GEKOZEN FRAGMENT:
Kennis van het moment van verschijnen van de Willem-biografie helpt bij de bepaling van de identiteit van de zo ongunstig getypeerde aristocraten.

Na het voorafgaande zal het wel niet verbazen dat de satire zich richt tegen de `aristocraten', die door de staatsgreep van 22 januari terzijde waren geschoven. Wie waren die `aristocraten'? De Friesche Courant van zaterdag 27 januari 1798 liet aan een verslag van de omwenteling vele opgewonden woorden voorafgaan: `Leeve voor altoos de Bataafsche Republiek. Triumph voor alle waare Revolutionaire Vaderlanders'. De overwonnen vijanden zijn `de Aristocraten en Foederalisten, die het volk bederven, om des te veiliger te kunnen overheerschen'. Gezegd wordt dat het land verloren zou zijn geweest als men nagelaten had `de Aristocraatische Foederalisten van hunne troonen' te laten tuimelen.

WERKOPDRACHT 1:
Stemmen de volgende beweringen overeen met het fragment? Antwoord per bewering met ja of nee en citeer de beslissende woorden letterlijk.
(a) De Friesche Courant van 27 januari 1798 bracht een verslag van de omwenteling.
(b) De staatsgreep vond plaats op 27 januari.
(c) De satire richt zich tegen de Revolutionaire Vaderlanders.
WERKOPDRACHT 2: Schrijf alsjeblieft het deel van het fragment over vanaf "Kennis van het" tot en met "te laten tuimelen.".

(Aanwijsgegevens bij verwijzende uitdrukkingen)
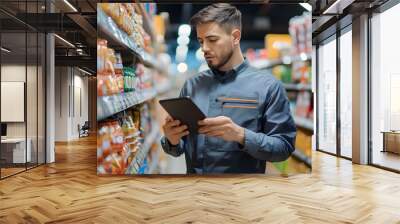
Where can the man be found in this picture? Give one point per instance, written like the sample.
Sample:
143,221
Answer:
248,117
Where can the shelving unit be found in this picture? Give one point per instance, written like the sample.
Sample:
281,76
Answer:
266,64
110,106
122,102
137,161
110,31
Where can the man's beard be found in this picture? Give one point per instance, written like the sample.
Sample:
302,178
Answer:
225,60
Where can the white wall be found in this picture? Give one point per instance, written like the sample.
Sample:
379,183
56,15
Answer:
69,84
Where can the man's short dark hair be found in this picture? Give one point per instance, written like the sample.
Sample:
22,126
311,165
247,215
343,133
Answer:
225,15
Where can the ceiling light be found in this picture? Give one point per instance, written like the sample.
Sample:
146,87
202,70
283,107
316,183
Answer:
64,40
184,30
303,56
182,67
307,6
5,50
183,40
70,5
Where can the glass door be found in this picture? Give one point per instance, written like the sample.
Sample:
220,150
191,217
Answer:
327,96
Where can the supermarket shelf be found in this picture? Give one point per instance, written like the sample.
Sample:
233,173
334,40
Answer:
265,64
110,30
304,123
297,87
110,105
143,151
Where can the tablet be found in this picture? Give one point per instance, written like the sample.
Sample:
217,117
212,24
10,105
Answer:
184,110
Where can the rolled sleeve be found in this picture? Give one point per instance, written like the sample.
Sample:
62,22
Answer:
173,150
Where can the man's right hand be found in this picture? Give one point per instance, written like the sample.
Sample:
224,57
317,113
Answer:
173,131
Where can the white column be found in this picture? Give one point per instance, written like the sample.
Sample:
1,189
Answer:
360,90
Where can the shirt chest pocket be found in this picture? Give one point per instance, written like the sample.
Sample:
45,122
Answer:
244,110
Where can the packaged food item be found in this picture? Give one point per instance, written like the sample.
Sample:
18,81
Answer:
129,79
118,69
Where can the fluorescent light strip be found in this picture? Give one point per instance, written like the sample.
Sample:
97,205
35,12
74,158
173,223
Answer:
5,50
307,6
70,5
65,41
86,72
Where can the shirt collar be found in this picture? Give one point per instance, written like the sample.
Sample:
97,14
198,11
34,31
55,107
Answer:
231,74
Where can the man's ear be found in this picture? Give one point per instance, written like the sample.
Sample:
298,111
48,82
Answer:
236,34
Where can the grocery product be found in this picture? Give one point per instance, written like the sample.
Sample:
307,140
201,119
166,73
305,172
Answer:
119,72
300,29
129,79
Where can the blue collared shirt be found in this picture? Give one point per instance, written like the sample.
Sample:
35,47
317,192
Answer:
254,100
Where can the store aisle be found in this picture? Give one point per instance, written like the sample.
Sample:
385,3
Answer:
70,191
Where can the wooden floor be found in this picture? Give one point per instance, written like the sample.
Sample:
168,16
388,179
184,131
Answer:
70,192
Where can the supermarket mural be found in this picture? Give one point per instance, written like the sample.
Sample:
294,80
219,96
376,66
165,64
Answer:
134,73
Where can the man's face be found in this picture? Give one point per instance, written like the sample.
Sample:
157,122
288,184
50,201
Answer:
216,44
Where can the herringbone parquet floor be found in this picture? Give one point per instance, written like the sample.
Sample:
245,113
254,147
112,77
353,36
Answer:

ANTWOORDRUIMTE 1:
(a) Ja: "De Friesche Courant van zaterdag 27 januari 1798 liet aan een verslag van de omwenteling vele opgewonden woorden voorafgaan"
(b) Nee: "door de staatsgreep van 22 januari terzijde waren geschoven"
(c) Nee: "de satire zich richt tegen de `aristocraten'"

ANTWOORDRUIMTE 2:
Kennis van het moment van verschijnen van de Willem-biografie helpt bij de bepaling van de identiteit van de zo ongunstig getypeerde aristocraten.

Na het voorafgaande zal het wel niet verbazen dat de satire zich richt tegen de `aristocraten', die door de staatsgreep van 22 januari terzijde waren geschoven. Wie waren die `aristocraten'? De Friesche Courant van zaterdag 27 januari 1798 liet aan een verslag van de omwenteling vele opgewonden woorden voorafgaan: `Leeve voor altoos de Bataafsche Republiek. Triumph voor alle waare Revolutionaire Vaderlanders'. De overwonnen vijanden zijn `de Aristocraten en Foederalisten, die het volk bederven, om des te veiliger te kunnen overheerschen'. Gezegd wordt dat het land verloren zou zijn geweest als men nagelaten had `de Aristocraatische Foederalisten van hunne troonen' te laten tuimelen.